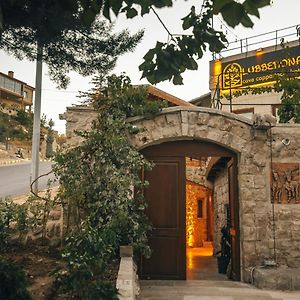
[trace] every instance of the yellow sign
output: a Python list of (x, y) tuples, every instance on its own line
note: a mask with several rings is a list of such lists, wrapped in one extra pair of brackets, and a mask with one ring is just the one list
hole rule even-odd
[(300, 77), (300, 46), (222, 62), (219, 83), (222, 90), (267, 86), (284, 72)]

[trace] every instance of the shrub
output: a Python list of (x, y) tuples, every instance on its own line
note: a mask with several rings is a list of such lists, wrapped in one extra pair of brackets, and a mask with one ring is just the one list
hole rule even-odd
[(24, 271), (14, 262), (0, 260), (0, 299), (30, 300)]

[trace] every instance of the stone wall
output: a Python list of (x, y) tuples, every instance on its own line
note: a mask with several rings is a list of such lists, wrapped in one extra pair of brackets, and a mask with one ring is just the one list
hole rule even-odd
[[(138, 148), (165, 141), (194, 139), (216, 143), (237, 153), (242, 278), (247, 277), (251, 267), (273, 257), (269, 124), (253, 126), (246, 118), (207, 108), (169, 108), (153, 119), (135, 118), (132, 122), (147, 129), (132, 137), (132, 143)], [(273, 158), (299, 162), (299, 151), (293, 147), (299, 145), (300, 126), (284, 128), (276, 126), (272, 133), (273, 139), (279, 140), (284, 138), (286, 130), (292, 135), (290, 146), (282, 150), (286, 151), (286, 158), (283, 156), (285, 152), (275, 154)], [(293, 206), (290, 205), (288, 210), (298, 211), (298, 205)], [(284, 230), (290, 231), (290, 223), (284, 223)], [(295, 244), (294, 240), (290, 243), (293, 243), (294, 250), (289, 250), (289, 259), (297, 259), (296, 250), (300, 243)], [(278, 247), (281, 247), (281, 250), (277, 249), (281, 261), (283, 256), (279, 254), (287, 251), (287, 246), (278, 241)]]
[(228, 176), (223, 169), (214, 182), (213, 189), (213, 214), (214, 214), (214, 253), (221, 250), (221, 229), (226, 226), (226, 207), (229, 204)]
[[(51, 196), (51, 199), (54, 199), (57, 195), (58, 187), (54, 187), (49, 191), (43, 191), (39, 193), (40, 197), (45, 197), (45, 199), (48, 199), (47, 196)], [(50, 193), (50, 194), (48, 194)], [(14, 197), (12, 201), (18, 205), (25, 205), (27, 202), (27, 213), (28, 217), (33, 217), (33, 214), (36, 214), (37, 209), (41, 210), (39, 216), (39, 226), (34, 227), (33, 229), (29, 229), (26, 233), (22, 233), (20, 235), (20, 232), (17, 230), (13, 231), (13, 239), (24, 239), (24, 242), (28, 241), (36, 241), (41, 238), (44, 239), (44, 242), (47, 241), (49, 245), (57, 247), (61, 245), (63, 234), (64, 234), (64, 209), (60, 204), (52, 205), (50, 200), (49, 207), (51, 207), (51, 210), (48, 213), (45, 211), (42, 211), (42, 207), (45, 207), (45, 202), (43, 199), (36, 199), (32, 198), (29, 199), (28, 196), (18, 196)], [(43, 227), (42, 219), (43, 219), (43, 213), (47, 215), (46, 217), (46, 224), (44, 224), (45, 227)], [(37, 216), (36, 216), (37, 217)], [(37, 222), (37, 221), (36, 221)]]
[[(272, 130), (273, 163), (296, 163), (298, 166), (299, 190), (299, 162), (300, 136), (298, 125), (278, 125)], [(288, 145), (282, 143), (288, 140)], [(272, 215), (272, 213), (271, 213)], [(280, 264), (300, 268), (300, 204), (291, 201), (289, 204), (274, 204), (275, 218), (275, 250)]]
[[(67, 134), (72, 137), (70, 128), (77, 126), (79, 129), (80, 124), (86, 127), (92, 117), (88, 111), (81, 111), (80, 118), (75, 111), (69, 113), (77, 118), (73, 122), (70, 114), (67, 117), (67, 121), (73, 122), (72, 126), (67, 125)], [(136, 117), (129, 121), (146, 129), (131, 136), (132, 144), (138, 149), (167, 141), (192, 139), (199, 143), (215, 143), (235, 152), (238, 158), (242, 279), (247, 279), (253, 266), (260, 266), (265, 259), (273, 258), (271, 159), (273, 162), (299, 164), (299, 125), (276, 125), (270, 131), (268, 123), (253, 126), (246, 118), (200, 107), (167, 108), (151, 119)], [(284, 138), (289, 138), (290, 144), (282, 148), (280, 143)], [(300, 204), (275, 204), (274, 212), (276, 258), (282, 264), (297, 266), (300, 261)]]
[[(207, 241), (207, 188), (191, 181), (186, 182), (186, 233), (187, 246), (202, 247)], [(198, 200), (202, 200), (202, 218), (198, 218)]]
[(66, 120), (66, 137), (69, 146), (77, 146), (82, 138), (75, 131), (90, 130), (97, 113), (93, 108), (87, 106), (67, 107), (67, 111), (60, 115), (60, 119)]

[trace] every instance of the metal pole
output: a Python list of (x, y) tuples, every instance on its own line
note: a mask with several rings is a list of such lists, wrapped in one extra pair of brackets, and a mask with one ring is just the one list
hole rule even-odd
[[(42, 98), (42, 57), (43, 47), (37, 44), (37, 60), (35, 74), (35, 99), (34, 99), (34, 118), (32, 133), (32, 150), (31, 150), (31, 173), (30, 183), (39, 176), (39, 149), (40, 149), (40, 124), (41, 124), (41, 98)], [(33, 191), (38, 191), (38, 180), (33, 184)]]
::::
→ REQUIREMENT: What the answer should hold is an exact copy of each line from the one containing "[trace] every instance of the metal pole" to the final line of the listing above.

→ EXERCISE OUTPUT:
[trace] every instance of the metal pole
output: a Python list of (x, y) tuples, every instance on its own line
note: a mask with several rings is a list of such lists, wrapped in one extra pair of brackets, and a mask with one ring is just the one list
hole rule even-odd
[[(42, 98), (42, 57), (43, 47), (37, 44), (37, 60), (35, 74), (35, 99), (34, 99), (34, 118), (32, 133), (32, 150), (31, 150), (31, 173), (30, 183), (39, 176), (39, 149), (40, 149), (40, 124), (41, 124), (41, 98)], [(33, 191), (38, 191), (38, 180), (33, 184)]]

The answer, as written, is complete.